- _WHAT YOU ARE ASKED TO DO_
Taking the listing below, restate word for word each line from the line with "person in blue" to the line with "of the advertisement", ends included, and stop there.

- _DATASET EXCERPTS_
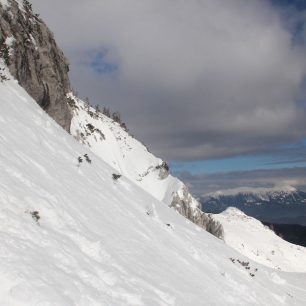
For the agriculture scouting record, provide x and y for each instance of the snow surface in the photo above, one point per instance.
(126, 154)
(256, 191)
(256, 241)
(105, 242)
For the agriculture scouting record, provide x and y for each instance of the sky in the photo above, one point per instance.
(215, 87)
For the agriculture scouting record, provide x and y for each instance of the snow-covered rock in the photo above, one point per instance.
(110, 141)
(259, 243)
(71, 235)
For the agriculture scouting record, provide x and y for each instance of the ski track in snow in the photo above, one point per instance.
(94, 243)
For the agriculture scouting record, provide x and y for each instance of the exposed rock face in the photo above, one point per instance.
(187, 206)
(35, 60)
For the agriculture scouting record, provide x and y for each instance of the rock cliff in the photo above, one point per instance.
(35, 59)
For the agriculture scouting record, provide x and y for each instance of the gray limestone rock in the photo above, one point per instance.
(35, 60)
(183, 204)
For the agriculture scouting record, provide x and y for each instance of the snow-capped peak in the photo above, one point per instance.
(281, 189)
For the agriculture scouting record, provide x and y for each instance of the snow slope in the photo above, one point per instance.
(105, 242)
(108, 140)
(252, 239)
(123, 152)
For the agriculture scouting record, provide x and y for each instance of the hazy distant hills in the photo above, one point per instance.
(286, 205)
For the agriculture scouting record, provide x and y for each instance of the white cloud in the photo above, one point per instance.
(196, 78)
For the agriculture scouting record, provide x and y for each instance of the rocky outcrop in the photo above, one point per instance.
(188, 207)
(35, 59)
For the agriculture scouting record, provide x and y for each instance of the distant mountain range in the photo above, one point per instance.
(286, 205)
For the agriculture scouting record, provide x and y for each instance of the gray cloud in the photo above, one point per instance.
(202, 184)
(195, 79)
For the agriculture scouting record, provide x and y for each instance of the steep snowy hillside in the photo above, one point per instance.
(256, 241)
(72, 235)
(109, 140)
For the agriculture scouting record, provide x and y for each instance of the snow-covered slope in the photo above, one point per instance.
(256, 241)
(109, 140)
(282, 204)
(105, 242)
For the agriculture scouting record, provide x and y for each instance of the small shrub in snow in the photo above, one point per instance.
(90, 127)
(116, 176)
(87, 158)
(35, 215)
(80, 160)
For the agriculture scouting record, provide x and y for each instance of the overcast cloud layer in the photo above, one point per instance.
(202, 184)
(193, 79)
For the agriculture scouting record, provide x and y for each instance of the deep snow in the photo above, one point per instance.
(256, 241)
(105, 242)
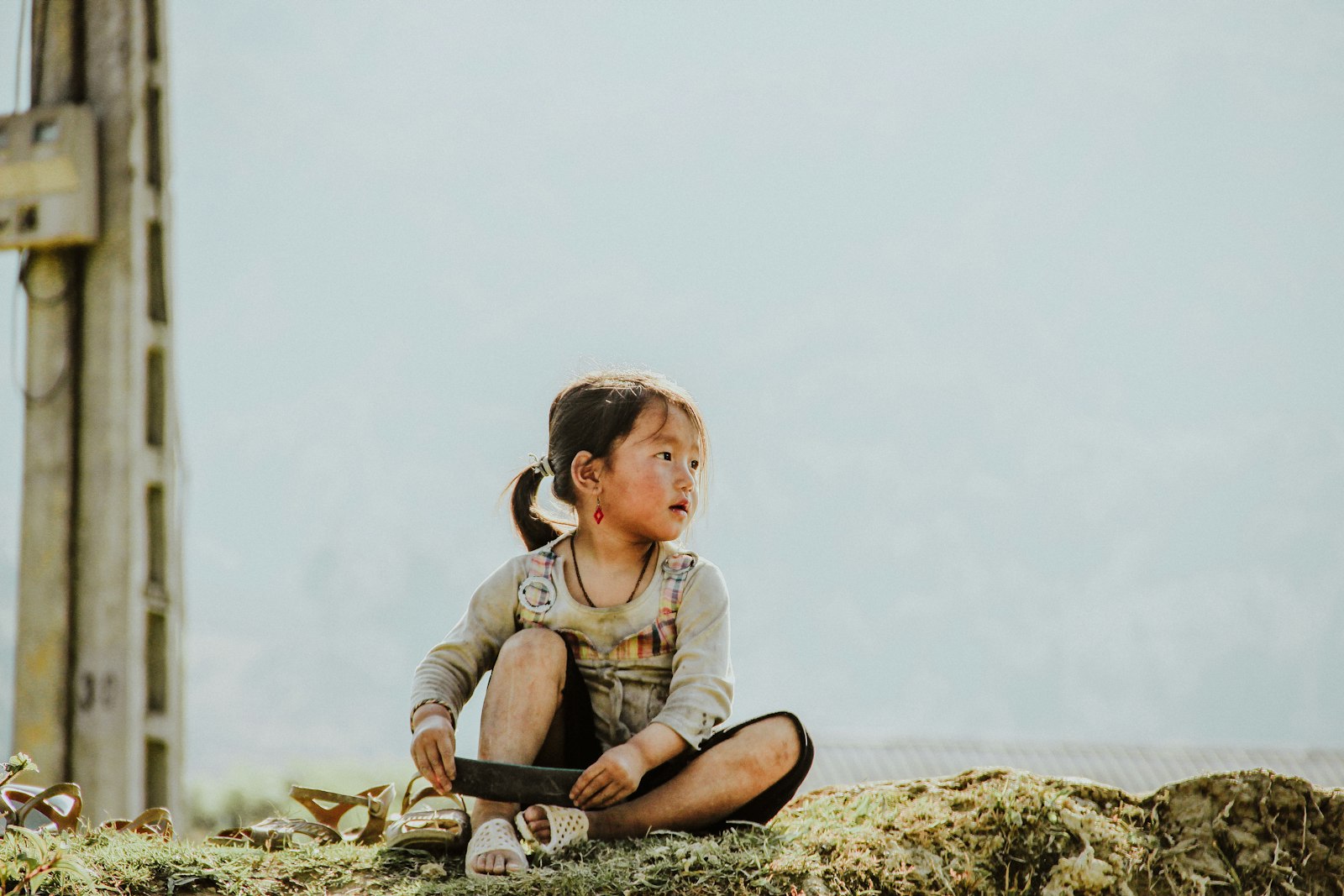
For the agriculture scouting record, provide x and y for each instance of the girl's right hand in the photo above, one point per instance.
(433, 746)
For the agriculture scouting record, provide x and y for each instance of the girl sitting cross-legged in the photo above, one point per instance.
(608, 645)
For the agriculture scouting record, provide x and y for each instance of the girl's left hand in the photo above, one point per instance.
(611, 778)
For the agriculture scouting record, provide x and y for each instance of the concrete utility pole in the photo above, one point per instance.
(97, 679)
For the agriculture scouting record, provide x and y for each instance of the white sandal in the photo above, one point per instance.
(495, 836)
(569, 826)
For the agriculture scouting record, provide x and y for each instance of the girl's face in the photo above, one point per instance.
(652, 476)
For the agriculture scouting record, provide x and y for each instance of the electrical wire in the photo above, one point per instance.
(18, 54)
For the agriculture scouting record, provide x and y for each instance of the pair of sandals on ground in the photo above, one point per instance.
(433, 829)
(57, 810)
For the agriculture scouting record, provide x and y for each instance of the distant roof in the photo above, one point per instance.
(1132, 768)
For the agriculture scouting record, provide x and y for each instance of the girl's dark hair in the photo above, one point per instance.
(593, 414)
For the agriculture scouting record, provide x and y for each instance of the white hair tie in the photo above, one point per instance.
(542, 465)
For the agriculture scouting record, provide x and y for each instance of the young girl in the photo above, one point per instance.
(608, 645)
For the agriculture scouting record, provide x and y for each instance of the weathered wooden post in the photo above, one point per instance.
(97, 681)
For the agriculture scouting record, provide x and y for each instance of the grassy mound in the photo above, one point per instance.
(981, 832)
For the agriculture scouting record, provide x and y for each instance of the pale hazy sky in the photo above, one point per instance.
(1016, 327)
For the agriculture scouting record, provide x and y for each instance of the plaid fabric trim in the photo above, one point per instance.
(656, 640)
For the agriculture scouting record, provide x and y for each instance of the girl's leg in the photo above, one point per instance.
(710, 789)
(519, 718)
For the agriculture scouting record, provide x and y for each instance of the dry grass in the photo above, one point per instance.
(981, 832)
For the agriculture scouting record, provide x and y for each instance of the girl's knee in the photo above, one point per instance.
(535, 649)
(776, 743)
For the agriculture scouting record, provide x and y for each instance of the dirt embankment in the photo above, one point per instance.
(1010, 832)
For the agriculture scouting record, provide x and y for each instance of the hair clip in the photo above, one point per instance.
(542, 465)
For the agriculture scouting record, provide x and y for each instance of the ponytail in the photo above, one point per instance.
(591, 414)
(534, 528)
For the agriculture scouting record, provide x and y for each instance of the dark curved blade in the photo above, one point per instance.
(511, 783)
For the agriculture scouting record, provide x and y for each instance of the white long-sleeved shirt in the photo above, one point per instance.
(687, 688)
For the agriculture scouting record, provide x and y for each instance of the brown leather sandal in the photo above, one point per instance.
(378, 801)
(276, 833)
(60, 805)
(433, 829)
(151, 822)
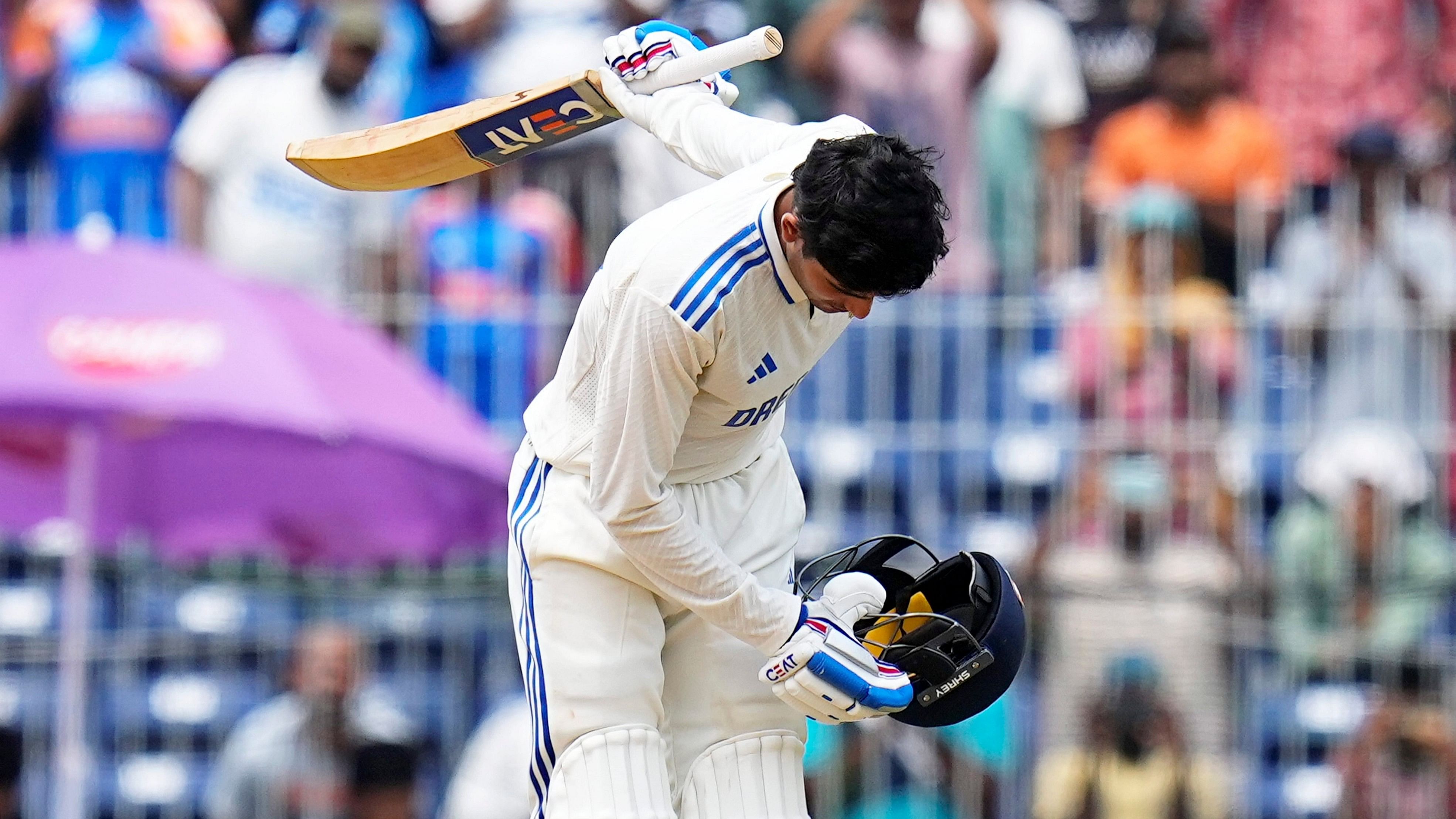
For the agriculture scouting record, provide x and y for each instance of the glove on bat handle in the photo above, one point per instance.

--

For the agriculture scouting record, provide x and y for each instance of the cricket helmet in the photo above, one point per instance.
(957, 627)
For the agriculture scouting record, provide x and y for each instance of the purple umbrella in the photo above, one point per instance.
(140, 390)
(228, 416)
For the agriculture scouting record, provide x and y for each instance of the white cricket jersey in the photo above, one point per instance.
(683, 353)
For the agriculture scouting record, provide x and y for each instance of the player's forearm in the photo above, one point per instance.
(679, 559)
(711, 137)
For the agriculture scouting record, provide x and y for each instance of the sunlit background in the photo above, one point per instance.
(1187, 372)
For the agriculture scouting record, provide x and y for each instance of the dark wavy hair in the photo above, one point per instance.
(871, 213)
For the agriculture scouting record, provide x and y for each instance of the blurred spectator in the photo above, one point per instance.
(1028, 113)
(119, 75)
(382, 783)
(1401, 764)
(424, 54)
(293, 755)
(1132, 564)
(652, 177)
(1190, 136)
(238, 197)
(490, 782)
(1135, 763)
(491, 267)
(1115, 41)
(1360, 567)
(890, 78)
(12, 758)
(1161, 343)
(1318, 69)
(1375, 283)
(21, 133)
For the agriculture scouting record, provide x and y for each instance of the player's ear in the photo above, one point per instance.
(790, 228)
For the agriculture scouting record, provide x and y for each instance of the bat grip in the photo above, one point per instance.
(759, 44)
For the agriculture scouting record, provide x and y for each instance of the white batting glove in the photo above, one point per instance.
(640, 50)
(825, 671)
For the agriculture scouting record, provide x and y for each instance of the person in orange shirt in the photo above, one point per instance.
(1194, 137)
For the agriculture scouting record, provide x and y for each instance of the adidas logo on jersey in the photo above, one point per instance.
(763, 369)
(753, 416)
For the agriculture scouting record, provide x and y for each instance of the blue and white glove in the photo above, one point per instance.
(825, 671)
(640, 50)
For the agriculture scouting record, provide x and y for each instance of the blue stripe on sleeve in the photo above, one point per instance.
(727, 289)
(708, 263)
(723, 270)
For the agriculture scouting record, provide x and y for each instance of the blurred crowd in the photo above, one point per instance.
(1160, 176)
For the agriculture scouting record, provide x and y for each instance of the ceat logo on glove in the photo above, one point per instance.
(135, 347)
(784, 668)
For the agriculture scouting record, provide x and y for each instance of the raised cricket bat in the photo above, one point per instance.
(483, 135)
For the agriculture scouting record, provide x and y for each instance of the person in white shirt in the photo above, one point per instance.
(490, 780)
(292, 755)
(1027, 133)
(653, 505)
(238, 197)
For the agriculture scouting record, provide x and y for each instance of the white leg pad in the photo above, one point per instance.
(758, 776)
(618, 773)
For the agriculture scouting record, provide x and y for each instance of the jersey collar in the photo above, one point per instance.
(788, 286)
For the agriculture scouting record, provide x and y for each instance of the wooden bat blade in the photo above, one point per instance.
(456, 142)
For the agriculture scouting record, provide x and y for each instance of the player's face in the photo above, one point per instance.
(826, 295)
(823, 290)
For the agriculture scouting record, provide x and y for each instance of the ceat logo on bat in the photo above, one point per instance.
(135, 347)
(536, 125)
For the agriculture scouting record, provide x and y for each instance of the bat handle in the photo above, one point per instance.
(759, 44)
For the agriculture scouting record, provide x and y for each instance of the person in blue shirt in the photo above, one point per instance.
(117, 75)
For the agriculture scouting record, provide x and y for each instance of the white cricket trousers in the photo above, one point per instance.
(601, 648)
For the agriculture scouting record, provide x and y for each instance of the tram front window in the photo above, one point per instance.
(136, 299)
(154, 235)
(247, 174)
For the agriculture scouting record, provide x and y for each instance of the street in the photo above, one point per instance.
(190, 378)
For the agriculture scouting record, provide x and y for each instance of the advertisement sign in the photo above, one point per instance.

---

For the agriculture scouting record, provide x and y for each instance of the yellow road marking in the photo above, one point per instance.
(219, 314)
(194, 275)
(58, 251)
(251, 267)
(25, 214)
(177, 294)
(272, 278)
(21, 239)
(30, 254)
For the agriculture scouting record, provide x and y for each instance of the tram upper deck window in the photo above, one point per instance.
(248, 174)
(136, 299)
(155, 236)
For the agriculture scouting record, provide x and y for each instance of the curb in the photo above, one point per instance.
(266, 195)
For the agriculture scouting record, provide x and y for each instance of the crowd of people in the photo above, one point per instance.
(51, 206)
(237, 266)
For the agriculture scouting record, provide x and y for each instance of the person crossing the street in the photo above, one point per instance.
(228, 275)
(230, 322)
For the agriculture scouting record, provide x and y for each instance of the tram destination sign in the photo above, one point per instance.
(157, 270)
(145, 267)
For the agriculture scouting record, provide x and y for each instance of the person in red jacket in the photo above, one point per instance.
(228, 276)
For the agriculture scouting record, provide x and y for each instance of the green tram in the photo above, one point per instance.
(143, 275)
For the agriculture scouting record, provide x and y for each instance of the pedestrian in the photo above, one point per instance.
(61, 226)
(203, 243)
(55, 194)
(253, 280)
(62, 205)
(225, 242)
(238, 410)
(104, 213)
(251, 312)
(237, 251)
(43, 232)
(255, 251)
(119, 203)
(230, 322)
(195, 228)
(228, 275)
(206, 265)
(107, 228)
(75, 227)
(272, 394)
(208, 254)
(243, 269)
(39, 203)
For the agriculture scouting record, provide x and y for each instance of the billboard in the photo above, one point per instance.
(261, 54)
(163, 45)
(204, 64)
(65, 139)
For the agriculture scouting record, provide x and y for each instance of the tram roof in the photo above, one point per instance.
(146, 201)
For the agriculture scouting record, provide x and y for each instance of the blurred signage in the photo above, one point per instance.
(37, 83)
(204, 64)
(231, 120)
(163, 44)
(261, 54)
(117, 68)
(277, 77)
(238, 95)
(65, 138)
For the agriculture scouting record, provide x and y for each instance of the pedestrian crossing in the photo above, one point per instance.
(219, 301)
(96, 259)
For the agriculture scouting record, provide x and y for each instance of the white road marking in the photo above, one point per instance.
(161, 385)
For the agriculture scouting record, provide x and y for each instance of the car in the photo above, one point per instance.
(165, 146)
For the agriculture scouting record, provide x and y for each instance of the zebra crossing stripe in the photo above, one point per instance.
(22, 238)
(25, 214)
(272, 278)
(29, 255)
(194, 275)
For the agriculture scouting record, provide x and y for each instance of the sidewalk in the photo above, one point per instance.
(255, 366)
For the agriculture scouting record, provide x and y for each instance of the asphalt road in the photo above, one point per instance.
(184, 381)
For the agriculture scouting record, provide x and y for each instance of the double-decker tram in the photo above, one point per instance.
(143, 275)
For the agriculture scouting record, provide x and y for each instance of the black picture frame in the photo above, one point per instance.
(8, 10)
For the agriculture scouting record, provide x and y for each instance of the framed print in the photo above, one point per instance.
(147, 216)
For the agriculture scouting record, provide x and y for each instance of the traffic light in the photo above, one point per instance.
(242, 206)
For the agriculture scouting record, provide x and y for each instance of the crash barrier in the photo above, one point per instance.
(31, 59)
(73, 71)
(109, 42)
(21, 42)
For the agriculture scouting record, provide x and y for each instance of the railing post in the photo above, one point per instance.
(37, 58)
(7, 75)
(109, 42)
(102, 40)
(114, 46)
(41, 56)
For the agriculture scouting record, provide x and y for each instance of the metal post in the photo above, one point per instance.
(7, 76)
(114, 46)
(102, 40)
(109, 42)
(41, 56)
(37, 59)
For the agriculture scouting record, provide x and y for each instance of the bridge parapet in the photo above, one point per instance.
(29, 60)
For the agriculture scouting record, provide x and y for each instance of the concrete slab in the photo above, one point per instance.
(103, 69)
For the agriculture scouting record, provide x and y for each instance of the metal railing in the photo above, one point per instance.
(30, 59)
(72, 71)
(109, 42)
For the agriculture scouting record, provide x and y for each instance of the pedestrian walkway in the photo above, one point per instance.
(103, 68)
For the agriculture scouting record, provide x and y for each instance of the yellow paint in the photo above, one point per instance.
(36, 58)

- _ANSWER AREA_
For the agriculture scouting record, provide x and y for each instance of the person in blue shirt in the photo above, one point per instance.
(117, 75)
For the agriculture scouting record, provide x and y for each instance of the white cricket trousers in the photo above, one point per instance.
(601, 648)
For the agriculture scouting record, provide x and y for each instance of the tram front window in the photo above, one point per instance.
(136, 299)
(154, 235)
(247, 174)
For the agriculture scouting record, provide x and y for each instance of the street in the photo above, one point per instance.
(190, 378)
For the agriculture scouting record, provide x and y for each instance of the advertisement sign in the photo above, one point per instance.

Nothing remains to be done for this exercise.